● **DIRECTIVE A**
In the Late Day story below, how much earlier does school start on a Late Day?
## BEGIN QUOTED PASSAGE
The second Tuesday of every month is a Late Day, for which school starts an hour earlier and the periods are all seven minutes shorter, with the exception of lunch, which mysteriously becomes five minutes longer. I frankly see no point in Late Days, but I’m not about to complain about their existence. On Late Days my parents, who normally give me a ride to school, leave before I wake up, which is nice, because it lets me take a nice morning walk to school after getting an extra refreshing night’s sleep. I like walking. I’m sure many of you have heard me quip that walking is the only exercise I get. So I was in a good mood today—which, you will note, was the second Tuesday of November.

I was traversing the back route to the school, which runs through a gap between two houses that leads to the parking lot, when I crossed paths with Julie and her little sister, Randi (Randy? Randie? Randey? Randeigh? Rwahnnedhyiee? I have no idea how it’s spelled), who were coming from another direction. Julie sits next to me in homeroom and Randy, a freshman, sits next to me in study hall, because their last name, Edelman, comes right behind mine in the alphabet. Dvorkin, Edelman—you’d think that out of a school of 800 people there’d be someone in between, but I guess I was just cursed with bad luck. No, seriously, I like Julie, and Randie seems okay, though Julie and I got off to a bad start in Mr. Showman’s 7th grade Technology class when we sat opposite each other while doing architectural drawings and she and Laura Wienblatt constantly made of fun of me and laughed at me, much as Julie did today, actually, now that I think about it, because as soon as she saw me she began chuckling hysterically and immediately whispered something to Randey, who took a look at me herself and then started her own bout of uncontrollable giggling. At that point they both briskly turned away and resumed their stroll towards the school. “What!” I whined as I tried to catch up with them but couldn’t because of the new construction fence that was recently imposed upon the already cramped and inadequate parking lot. Julie glanced back at me. “Oh, nothing!” she sang. “It’s just that you look really, really funny wearing your hood and gloves and everything when it’s really not that cold out.” “No, I, well,” I responded cooly just as Chris came striding up to us. We were almost at the school by now. “Yeah, Boris, are you THAT cold?” Chris asked, his taunt made ever more biting by the fact that he himself was wearing only a tee shirt. At that point I tried to explain but failed.
## END QUOTED PASSAGE
● **DIRECTIVE B**
Please rewrite the entries below from the line containing "If you could tag each instance of the home" through the line containing "Target: home plate.", changing "home plate" to "pitcher's mound" and leaving all else as it is.
## BEGIN EXERCISE DATA
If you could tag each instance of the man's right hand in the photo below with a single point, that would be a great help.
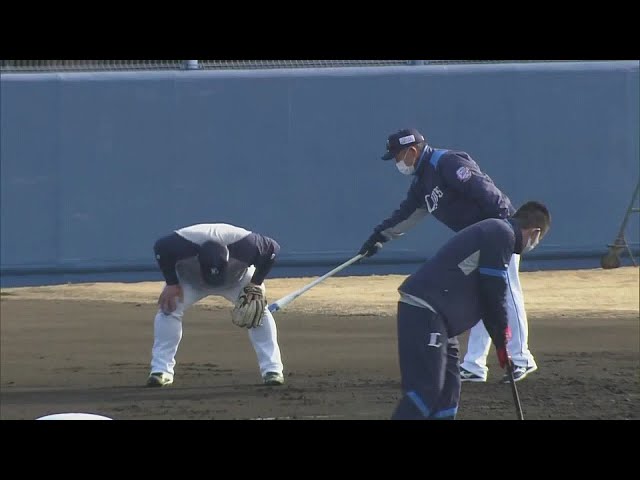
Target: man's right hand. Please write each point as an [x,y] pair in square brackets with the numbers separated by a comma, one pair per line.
[372,245]
[168,298]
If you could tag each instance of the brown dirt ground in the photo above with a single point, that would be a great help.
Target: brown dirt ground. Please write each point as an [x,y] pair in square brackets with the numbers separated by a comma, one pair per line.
[85,348]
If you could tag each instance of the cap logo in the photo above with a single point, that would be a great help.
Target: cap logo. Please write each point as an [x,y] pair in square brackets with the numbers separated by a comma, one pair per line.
[407,139]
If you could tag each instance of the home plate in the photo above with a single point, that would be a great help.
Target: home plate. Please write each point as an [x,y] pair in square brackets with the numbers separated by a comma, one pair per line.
[74,416]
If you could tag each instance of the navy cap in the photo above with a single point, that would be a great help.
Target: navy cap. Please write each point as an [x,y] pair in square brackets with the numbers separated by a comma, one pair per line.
[401,139]
[213,258]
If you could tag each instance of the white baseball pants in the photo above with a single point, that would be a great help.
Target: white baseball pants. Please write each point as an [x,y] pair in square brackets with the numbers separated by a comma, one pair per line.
[167,329]
[479,341]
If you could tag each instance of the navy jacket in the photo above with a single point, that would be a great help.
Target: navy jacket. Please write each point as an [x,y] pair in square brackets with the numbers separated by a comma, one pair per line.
[466,280]
[449,185]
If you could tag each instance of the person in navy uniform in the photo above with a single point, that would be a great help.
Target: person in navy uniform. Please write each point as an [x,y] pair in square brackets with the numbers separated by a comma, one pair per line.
[450,185]
[464,283]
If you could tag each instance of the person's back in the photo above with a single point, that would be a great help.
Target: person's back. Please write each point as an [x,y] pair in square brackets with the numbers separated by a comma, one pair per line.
[464,283]
[450,281]
[449,185]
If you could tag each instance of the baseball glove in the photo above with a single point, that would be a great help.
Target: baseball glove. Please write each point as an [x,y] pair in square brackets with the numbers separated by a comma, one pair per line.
[249,308]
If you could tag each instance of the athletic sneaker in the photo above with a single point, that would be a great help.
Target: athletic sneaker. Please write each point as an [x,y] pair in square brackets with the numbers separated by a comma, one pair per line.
[159,379]
[518,374]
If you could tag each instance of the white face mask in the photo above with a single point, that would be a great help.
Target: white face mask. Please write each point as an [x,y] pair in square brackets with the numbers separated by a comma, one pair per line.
[403,168]
[532,242]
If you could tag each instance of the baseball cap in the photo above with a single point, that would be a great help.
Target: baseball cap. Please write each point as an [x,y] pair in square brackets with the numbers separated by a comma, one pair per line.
[401,139]
[213,258]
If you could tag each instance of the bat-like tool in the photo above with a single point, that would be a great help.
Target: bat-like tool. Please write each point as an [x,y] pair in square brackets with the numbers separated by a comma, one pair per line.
[277,305]
[514,390]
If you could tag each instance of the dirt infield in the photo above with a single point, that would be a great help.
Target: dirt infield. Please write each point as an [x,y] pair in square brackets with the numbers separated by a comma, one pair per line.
[86,347]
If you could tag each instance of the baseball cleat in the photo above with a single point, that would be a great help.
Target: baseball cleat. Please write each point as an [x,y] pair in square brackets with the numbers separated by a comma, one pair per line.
[159,379]
[519,373]
[273,378]
[467,376]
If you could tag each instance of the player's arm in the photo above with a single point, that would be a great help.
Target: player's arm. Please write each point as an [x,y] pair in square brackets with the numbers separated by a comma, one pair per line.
[257,250]
[464,175]
[405,217]
[168,250]
[495,255]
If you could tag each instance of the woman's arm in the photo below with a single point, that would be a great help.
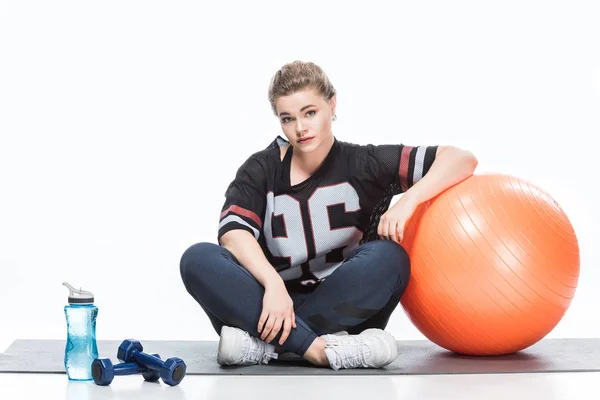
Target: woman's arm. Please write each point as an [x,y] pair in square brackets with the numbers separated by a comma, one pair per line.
[451,166]
[246,249]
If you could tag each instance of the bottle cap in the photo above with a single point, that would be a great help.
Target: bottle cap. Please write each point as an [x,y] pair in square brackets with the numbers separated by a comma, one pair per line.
[78,296]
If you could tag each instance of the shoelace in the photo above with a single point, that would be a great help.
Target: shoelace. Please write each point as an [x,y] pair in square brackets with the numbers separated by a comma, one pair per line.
[257,351]
[350,351]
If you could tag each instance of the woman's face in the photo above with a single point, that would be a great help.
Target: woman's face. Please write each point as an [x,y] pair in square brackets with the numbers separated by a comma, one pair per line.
[305,119]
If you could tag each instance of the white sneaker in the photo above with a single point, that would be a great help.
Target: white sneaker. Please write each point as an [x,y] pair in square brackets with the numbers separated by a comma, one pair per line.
[237,347]
[372,348]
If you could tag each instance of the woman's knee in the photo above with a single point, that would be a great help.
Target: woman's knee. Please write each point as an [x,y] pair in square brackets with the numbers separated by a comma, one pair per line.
[196,258]
[392,260]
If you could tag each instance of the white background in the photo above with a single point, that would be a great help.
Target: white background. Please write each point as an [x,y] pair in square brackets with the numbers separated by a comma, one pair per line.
[122,122]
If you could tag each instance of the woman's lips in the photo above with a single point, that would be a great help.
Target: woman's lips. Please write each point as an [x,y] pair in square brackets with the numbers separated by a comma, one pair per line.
[305,140]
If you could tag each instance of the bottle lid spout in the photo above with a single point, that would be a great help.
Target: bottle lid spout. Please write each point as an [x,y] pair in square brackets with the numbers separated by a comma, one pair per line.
[79,296]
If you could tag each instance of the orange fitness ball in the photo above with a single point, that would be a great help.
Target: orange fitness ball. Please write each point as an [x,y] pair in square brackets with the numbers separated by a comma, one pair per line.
[494,266]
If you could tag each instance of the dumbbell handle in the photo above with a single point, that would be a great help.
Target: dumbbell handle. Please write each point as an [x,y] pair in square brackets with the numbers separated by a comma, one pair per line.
[130,368]
[148,360]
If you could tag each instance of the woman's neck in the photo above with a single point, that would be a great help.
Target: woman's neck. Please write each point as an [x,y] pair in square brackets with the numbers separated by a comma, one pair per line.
[310,163]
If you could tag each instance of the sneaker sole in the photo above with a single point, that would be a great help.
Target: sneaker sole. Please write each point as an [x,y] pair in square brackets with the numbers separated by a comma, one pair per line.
[230,336]
[387,338]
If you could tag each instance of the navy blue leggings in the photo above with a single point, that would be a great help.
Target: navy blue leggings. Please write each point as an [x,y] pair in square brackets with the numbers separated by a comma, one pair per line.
[362,293]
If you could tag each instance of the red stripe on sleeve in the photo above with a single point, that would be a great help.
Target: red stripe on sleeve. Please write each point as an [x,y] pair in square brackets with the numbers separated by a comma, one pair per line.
[403,170]
[244,213]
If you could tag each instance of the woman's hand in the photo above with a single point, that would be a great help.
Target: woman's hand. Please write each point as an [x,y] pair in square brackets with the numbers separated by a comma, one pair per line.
[278,311]
[392,223]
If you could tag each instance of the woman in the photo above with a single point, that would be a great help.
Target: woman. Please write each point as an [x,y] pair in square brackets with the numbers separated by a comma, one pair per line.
[309,259]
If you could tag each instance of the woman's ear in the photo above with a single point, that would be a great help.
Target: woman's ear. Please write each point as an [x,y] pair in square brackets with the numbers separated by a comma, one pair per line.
[333,103]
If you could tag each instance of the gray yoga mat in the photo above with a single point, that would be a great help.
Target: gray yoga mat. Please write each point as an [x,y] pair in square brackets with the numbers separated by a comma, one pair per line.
[415,357]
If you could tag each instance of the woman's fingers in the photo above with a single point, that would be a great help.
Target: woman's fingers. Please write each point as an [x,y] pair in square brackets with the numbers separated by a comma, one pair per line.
[268,327]
[276,328]
[287,327]
[261,321]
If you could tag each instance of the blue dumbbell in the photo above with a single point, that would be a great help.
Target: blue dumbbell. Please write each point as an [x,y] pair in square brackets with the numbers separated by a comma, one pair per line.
[103,371]
[171,370]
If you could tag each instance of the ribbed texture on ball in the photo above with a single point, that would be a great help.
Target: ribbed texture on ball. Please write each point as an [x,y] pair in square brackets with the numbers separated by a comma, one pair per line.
[495,265]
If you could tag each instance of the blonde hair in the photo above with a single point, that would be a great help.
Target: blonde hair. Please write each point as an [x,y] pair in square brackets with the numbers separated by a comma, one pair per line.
[297,76]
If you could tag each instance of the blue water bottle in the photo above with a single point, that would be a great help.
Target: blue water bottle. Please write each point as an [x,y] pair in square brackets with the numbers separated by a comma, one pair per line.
[81,348]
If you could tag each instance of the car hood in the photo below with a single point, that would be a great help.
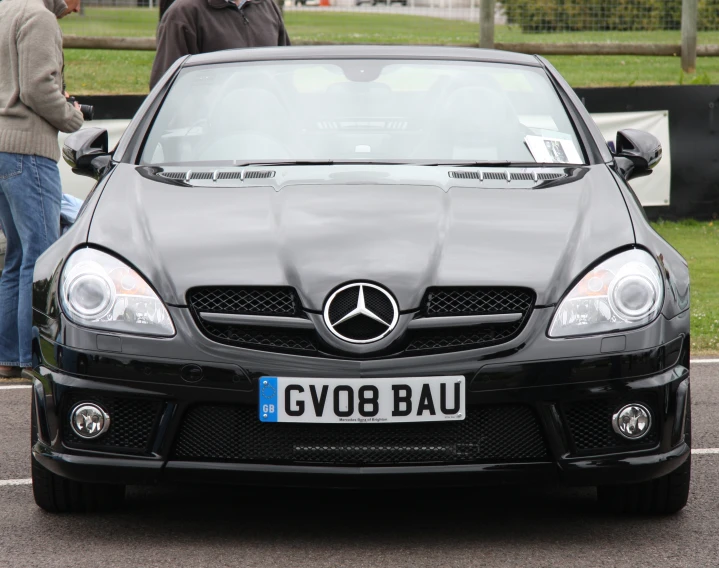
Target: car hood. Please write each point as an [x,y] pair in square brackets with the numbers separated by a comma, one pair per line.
[398,226]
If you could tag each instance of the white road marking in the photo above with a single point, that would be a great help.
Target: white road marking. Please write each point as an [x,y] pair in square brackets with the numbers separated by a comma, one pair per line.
[15,482]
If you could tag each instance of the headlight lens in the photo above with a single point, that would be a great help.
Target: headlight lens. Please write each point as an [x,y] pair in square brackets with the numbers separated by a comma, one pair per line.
[623,292]
[99,291]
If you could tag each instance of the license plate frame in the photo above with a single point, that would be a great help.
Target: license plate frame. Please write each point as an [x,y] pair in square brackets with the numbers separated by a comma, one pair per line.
[362,401]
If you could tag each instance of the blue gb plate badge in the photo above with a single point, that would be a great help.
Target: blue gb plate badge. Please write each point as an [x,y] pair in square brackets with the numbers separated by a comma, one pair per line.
[268,399]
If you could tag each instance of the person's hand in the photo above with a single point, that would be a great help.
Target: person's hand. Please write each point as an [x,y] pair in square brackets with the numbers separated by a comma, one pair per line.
[75,104]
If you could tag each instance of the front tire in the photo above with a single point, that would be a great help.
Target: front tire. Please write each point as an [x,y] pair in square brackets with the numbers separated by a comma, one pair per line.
[56,494]
[664,496]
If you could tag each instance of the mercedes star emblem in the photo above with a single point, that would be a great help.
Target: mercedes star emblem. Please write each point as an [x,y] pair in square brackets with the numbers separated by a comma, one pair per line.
[361,313]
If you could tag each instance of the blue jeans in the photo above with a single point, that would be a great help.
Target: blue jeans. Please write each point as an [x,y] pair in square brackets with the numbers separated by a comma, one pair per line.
[30,195]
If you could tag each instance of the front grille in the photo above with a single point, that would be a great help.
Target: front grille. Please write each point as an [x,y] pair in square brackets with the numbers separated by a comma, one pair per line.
[455,338]
[590,425]
[131,423]
[274,301]
[235,434]
[476,301]
[283,339]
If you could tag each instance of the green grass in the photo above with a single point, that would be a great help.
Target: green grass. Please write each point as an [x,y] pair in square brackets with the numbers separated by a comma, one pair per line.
[699,243]
[127,72]
[91,72]
[365,28]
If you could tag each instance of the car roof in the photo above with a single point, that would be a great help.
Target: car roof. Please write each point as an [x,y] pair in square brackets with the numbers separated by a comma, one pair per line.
[361,52]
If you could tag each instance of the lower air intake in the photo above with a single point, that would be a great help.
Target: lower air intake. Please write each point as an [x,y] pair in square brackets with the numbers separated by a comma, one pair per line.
[590,424]
[235,434]
[131,423]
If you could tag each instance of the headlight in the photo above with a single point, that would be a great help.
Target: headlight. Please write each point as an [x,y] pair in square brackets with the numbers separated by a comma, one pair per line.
[623,292]
[99,291]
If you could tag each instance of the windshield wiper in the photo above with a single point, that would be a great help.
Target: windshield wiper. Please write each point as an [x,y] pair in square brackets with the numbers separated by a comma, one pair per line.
[324,163]
[486,164]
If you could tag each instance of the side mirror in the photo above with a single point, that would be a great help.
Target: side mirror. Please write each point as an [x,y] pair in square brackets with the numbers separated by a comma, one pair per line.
[637,152]
[86,152]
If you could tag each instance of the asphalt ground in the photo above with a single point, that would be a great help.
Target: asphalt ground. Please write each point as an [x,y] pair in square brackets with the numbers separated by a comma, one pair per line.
[220,526]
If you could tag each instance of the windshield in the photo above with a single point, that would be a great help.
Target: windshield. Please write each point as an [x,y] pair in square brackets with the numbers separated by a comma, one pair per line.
[361,110]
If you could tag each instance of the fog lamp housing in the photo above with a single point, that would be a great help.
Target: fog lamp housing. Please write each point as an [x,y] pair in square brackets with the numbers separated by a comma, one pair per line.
[89,421]
[632,421]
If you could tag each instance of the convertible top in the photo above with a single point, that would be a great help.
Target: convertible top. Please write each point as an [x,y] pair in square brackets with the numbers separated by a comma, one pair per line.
[362,52]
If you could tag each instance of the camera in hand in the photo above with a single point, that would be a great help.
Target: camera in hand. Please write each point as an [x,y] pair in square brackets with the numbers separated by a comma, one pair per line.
[88,111]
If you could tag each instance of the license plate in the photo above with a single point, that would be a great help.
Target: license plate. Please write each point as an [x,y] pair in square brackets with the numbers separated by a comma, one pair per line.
[370,401]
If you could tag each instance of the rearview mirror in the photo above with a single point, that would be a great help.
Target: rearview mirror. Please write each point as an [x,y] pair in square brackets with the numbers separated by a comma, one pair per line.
[86,152]
[637,152]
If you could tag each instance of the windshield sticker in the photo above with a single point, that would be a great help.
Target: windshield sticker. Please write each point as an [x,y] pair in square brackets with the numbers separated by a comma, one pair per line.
[550,150]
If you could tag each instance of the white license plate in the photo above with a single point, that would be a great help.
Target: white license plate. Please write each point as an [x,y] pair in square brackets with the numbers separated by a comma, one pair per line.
[369,401]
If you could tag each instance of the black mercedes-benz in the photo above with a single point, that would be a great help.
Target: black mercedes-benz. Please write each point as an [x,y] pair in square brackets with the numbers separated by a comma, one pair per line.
[362,265]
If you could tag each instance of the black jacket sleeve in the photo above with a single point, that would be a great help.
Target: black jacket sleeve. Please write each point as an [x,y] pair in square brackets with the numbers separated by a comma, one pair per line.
[283,37]
[175,38]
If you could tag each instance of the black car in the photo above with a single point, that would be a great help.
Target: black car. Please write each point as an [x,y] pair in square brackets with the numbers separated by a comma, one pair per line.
[362,265]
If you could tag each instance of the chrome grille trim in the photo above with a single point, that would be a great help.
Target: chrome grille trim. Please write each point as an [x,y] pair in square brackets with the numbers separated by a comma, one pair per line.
[462,321]
[259,320]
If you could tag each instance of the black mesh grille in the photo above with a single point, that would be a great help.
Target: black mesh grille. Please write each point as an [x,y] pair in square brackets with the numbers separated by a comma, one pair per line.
[131,422]
[234,433]
[590,424]
[476,301]
[451,338]
[283,339]
[243,300]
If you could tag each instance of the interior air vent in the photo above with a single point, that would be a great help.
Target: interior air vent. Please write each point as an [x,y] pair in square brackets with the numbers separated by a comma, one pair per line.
[464,175]
[252,174]
[218,175]
[505,176]
[173,175]
[522,177]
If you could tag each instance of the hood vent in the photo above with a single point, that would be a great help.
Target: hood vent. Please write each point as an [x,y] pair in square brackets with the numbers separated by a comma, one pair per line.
[505,176]
[218,175]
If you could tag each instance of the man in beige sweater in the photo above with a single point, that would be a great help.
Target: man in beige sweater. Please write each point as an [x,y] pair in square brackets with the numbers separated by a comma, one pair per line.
[33,108]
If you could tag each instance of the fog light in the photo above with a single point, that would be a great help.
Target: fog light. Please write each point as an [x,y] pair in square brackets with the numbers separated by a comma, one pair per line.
[89,421]
[632,421]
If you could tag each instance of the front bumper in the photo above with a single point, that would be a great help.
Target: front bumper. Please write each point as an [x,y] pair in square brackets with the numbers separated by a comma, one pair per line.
[659,377]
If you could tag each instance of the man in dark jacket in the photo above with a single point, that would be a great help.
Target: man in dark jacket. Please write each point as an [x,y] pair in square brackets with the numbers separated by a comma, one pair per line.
[202,26]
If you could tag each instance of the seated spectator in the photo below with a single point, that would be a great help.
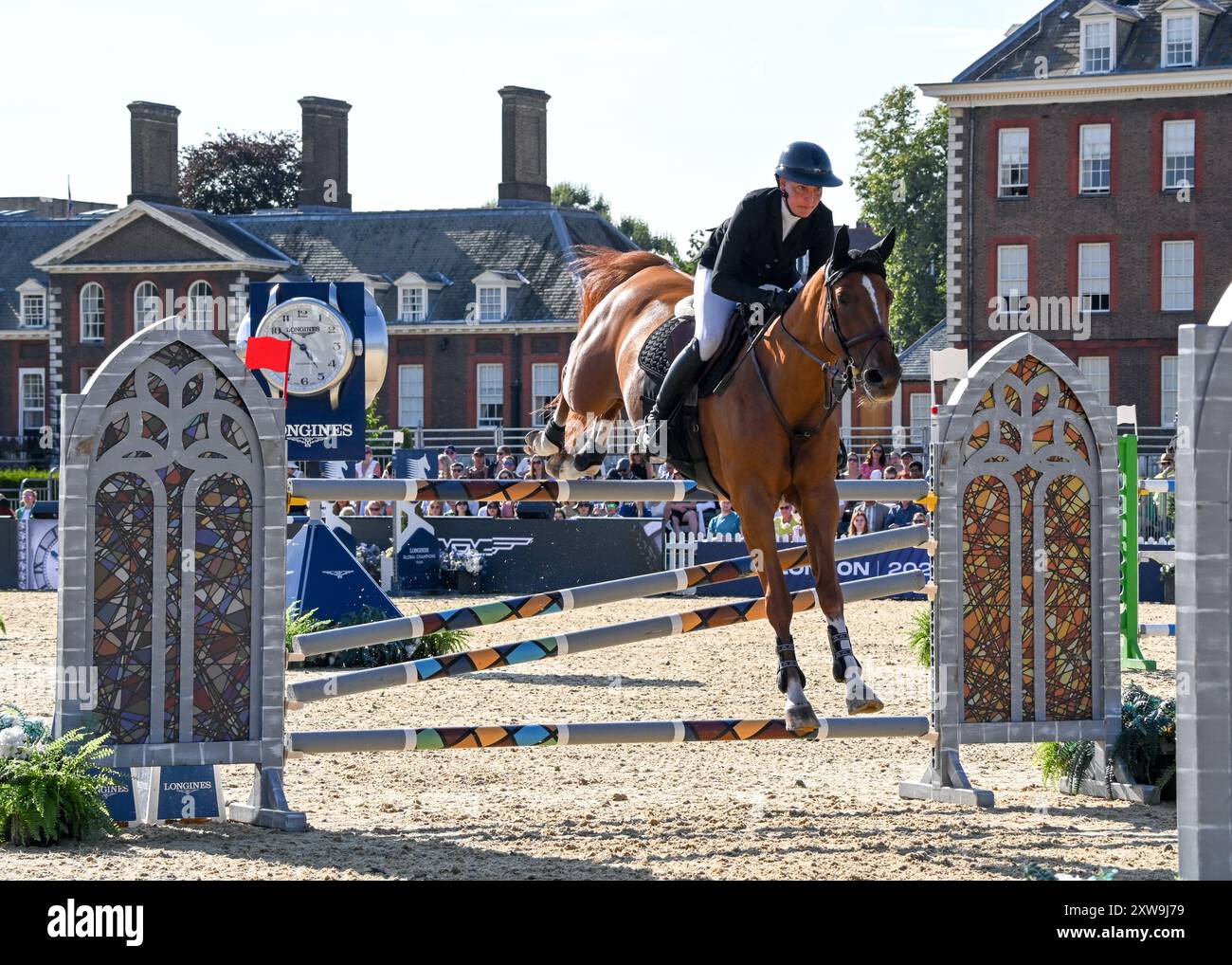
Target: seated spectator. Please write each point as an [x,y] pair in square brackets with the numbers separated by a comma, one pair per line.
[876,514]
[859,524]
[680,518]
[787,521]
[726,522]
[479,467]
[875,460]
[368,467]
[903,513]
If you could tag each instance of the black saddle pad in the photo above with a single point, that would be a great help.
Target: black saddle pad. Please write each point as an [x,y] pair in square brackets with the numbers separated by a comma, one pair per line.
[669,339]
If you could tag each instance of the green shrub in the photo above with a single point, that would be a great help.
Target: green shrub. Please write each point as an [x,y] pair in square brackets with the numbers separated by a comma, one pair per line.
[52,791]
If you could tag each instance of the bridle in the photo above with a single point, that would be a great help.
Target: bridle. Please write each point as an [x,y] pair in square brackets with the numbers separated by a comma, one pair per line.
[841,376]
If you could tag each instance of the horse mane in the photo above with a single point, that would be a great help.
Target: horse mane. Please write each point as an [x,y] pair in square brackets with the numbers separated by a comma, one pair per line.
[602,269]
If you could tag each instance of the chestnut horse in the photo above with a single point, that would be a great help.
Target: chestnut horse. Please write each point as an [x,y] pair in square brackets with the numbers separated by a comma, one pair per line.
[769,436]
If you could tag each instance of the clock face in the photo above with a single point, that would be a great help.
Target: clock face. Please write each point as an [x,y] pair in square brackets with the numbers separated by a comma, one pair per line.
[320,349]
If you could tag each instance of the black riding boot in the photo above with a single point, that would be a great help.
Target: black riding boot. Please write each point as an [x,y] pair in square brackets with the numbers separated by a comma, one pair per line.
[677,382]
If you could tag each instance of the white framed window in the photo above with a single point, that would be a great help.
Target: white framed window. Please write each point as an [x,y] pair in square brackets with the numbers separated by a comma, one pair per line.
[33,311]
[1169,390]
[201,303]
[411,303]
[32,394]
[1179,155]
[1096,369]
[1179,37]
[1096,159]
[147,306]
[93,312]
[1178,276]
[410,395]
[545,387]
[1097,53]
[492,303]
[1011,278]
[922,415]
[1014,161]
[491,383]
[1095,276]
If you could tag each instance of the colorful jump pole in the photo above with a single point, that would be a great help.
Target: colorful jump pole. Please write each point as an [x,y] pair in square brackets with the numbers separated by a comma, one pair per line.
[595,594]
[616,732]
[526,651]
[568,491]
[1128,457]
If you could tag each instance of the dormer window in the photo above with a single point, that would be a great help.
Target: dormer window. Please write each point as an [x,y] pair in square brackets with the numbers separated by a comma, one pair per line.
[413,294]
[1097,54]
[492,294]
[1179,40]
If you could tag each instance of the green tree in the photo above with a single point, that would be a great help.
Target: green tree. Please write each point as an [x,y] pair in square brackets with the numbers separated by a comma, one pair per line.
[233,173]
[899,183]
[568,195]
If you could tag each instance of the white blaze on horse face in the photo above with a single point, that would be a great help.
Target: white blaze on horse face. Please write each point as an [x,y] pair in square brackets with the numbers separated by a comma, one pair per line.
[873,297]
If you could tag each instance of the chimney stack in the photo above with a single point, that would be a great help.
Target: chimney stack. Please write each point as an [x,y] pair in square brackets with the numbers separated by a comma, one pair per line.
[522,146]
[155,152]
[323,165]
## END EXERCISE DATA
● **REPLY A**
School starts an hour earlier.

● **REPLY B**
If you could tag each instance of the pitcher's mound in the photo above with a single point, that would be a great help.
Target: pitcher's mound. Please write each point as an [x,y] pair in square brackets with the numbers separated by a comma, one pair per line.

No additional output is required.